* [Page text]
Studio album by Bad Bunny
- Released: October 13, 2023
- Genres: Latin hip-hop; Latin trap; Jersey club; reggaeton;
- Length: 81:18
- Language: Spanish
- Label: Rimas
- Producers: Albert Hype; Argel; Buho; Byrd; Chris Jedi; Mick Coogan; Aidan Cullen; DJ Joe; Digital Jet; Edsclusive; Foreign Teck; Frankie; Gaby Music; Hassi; Hydro; La Paciencia; Lanalizer; Mag; Maker; Jon Mili; Sauceman36; Smash David; Stats; Tainy; Zazu;

Bad Bunny chronology
| Un Verano Sin Ti (2022) | Nadie Sabe Lo Que Va a Pasar Mañana (2023) | Debí Tirar Más Fotos (2025) |

Singles from Nadie Sabe Lo Que Va a Pasar Mañana
- "Where She Goes" Released: May 18, 2023; "Un Preview" Released: September 26, 2023; "Monaco" Released: October 13, 2023; "Baticano" Released: October 31, 2023; "Perro Negro" Released: November 17, 2023; "No Me Quiero Casar" Released: December 31, 2023; "Acho PR" Released: March 10, 2024; "Seda" Released: October 13, 2024;

= Nadie Sabe Lo Que Va a Pasar Mañana =

Nadie Sabe Lo Que Va a Pasar Mañana (/es/; ) is the major-label debut solo studio album (sixth overall) by Puerto Rican rapper and singer Bad Bunny. It was released on October 13, 2023, through Rimas, following the release of his previous record Un Verano Sin Ti (2022). It features guest appearances from Arcángel, Bryant Myers, De la Ghetto, Eladio Carrión, Feid, Luar la L, Mora, Ñengo Flow, Young Miko, and YovngChimi.

At the 67th Grammy Awards, it was nominated for Best Música Urbana Album. To promote the album, Bad Bunny embarked on the Most Wanted Tour in 2024.

==Background and singles==
His fourth studio album Un Verano Sin Ti was released on May 6, 2022, and went on to top the US Billboard 200 for 13 non-consecutive weeks, becoming his most successful album to date. Additionally, it was widely regarded as one of the most critically acclaimed albums of 2022 by the end of the year. In December 2022, he announced that he would take an extended break throughout 2023 which eventually resulted in a five-month long social media break. During this break, Martínez remained active by headlining his Coachella 2023 set and releasing a collaboration with Grupo Frontera titled "Un x100to".

He returned to social media on May 15, 2023, and announced the lead single "Where She Goes" only three days later. The track blends "elements of dembow and Jersey club" and proved another commercial success for the singer, reaching the top-ten in ten countries. The second single and "possible last song" of 2023 "Un Preview" was released on September 26, and poses a "small preview of what is coming" in 2024, according to the musician himself.

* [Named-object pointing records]
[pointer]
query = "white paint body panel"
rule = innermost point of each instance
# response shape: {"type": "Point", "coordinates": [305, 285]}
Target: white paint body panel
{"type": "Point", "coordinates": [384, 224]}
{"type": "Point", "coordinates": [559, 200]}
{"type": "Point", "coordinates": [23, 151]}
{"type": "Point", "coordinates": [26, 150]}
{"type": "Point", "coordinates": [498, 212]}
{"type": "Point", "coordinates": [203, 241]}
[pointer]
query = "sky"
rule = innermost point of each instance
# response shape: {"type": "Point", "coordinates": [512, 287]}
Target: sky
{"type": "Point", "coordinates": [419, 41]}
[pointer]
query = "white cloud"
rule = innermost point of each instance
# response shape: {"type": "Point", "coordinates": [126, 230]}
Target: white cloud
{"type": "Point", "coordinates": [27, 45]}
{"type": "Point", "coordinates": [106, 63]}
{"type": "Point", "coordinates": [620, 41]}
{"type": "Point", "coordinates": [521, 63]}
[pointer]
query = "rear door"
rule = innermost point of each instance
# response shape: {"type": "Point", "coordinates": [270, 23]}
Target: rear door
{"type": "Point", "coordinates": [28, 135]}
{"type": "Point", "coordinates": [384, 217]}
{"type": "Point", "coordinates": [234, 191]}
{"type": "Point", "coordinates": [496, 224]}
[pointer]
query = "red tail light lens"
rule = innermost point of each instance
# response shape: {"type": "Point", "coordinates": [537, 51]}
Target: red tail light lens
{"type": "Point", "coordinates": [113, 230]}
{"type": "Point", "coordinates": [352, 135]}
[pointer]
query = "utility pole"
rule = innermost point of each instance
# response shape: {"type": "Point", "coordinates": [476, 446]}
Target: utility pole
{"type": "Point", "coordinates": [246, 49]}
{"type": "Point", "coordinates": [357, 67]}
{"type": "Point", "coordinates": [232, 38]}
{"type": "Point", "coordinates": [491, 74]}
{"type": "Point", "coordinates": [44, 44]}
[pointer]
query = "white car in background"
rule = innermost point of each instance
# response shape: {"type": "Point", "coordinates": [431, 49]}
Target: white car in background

* [What you need to do]
a - Substitute "chart success" for "commercial success" and give the album article again from "He returned to" up to and including "the musician himself.".
b - Pick up the album article after its last sentence and write what comes next.
These entries were taken from a different source than the album article.

* [Answer list]
a -
He returned to social media on May 15, 2023, and announced the lead single "Where She Goes" only three days later. The track blends "elements of dembow and Jersey club" and proved another chart success for the singer, reaching the top-ten in ten countries. The second single and "possible last song" of 2023 "Un Preview" was released on September 26, and poses a "small preview of what is coming" in 2024, according to the musician himself.

b -
A first allusion to the album title was made at the end of the music video of "Where She Goes" with a billboard displaying the phrase "Nadie sabe...". In early October, similar billboards reading "Nadie sabe si será este año o el próximo" ("No one knows if it will be this year or next") by Spotify appeared in Mexico, Colombia, Chile, and Argentina. The shortened title would then occupy his biography section on Twitter on October 8. In addition, the musician would wipe his Instagram account and post a tracklist of 22 songs, each described as "fuego". In an interview for the October 2023 issue of Vanity Fair, it was revealed that the album would be released in fall 2023. Fluctuating between Los Angeles and Puerto Rico, he has been "experimenting with a new musical mood", citing music of the 1970s across genres "in both Spanish and English" as his main influences. The artist also promised the next album, set to be his most personal yet, to not sound like its predecessor, as he is "always going to look for a way to do something new". On October 9, Martínez shared an album trailer and announced the full album title along with its release date.

== Composition ==
Nadie Sabe Lo Que Va a Pasar Mañana is primarily a Latin trap and reggaeton album that expands on the sound Bad Bunny built early on in his career, with additional influences of Jersey club, house, drill, hip-hop, avant-garde, electronic, ballad, dancehall, reggae, dembow, hyperpop, sandungueo, synth-pop, R&B, orchestra, and symphonic.

== Critical reception ==

On review aggregator Metacritic, Nadie Sabe Lo Que Va a Pasar Mañana received a score of 82 out of 100 based on 5 reviews, indicating "universal acclaim".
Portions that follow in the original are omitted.